• [BRIEF]: From the top of the entries, reproduce each line exactly, stopping after the line that contains "Query: white wall". Omit pictures.
----------------
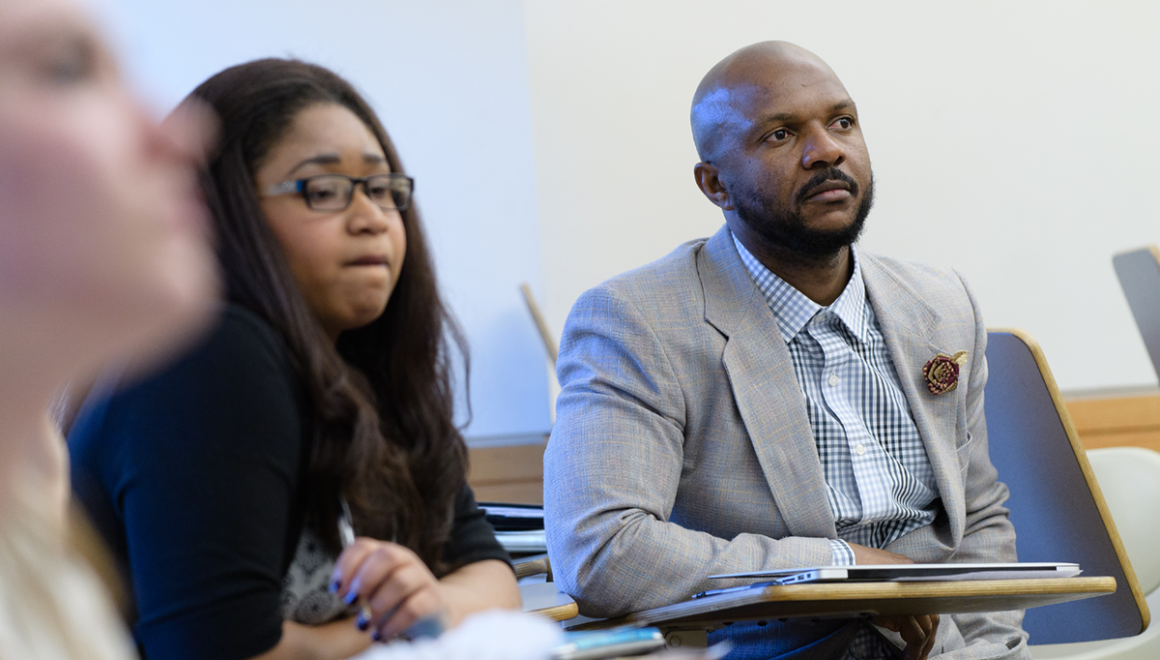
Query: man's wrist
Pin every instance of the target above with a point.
(843, 555)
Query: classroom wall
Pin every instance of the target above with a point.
(551, 145)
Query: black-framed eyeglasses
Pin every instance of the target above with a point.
(332, 193)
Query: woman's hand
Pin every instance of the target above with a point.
(394, 587)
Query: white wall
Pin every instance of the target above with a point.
(550, 142)
(1014, 140)
(449, 80)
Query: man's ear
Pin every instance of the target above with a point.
(711, 186)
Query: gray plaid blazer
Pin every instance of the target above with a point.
(682, 448)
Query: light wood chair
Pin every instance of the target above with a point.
(1139, 276)
(1130, 480)
(1056, 503)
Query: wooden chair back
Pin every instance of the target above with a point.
----------------
• [SOLVED EXERCISE]:
Query: man's wrist
Pin every instance of the target above with a point.
(843, 555)
Query: classroom wall
Pin every instance of the target above with a point.
(551, 145)
Query: black-framed eyeglasses
Pin every instance of the target above with a point.
(332, 193)
Query: woman's hand
Pin every instance of the target above with a point.
(394, 587)
Query: white wall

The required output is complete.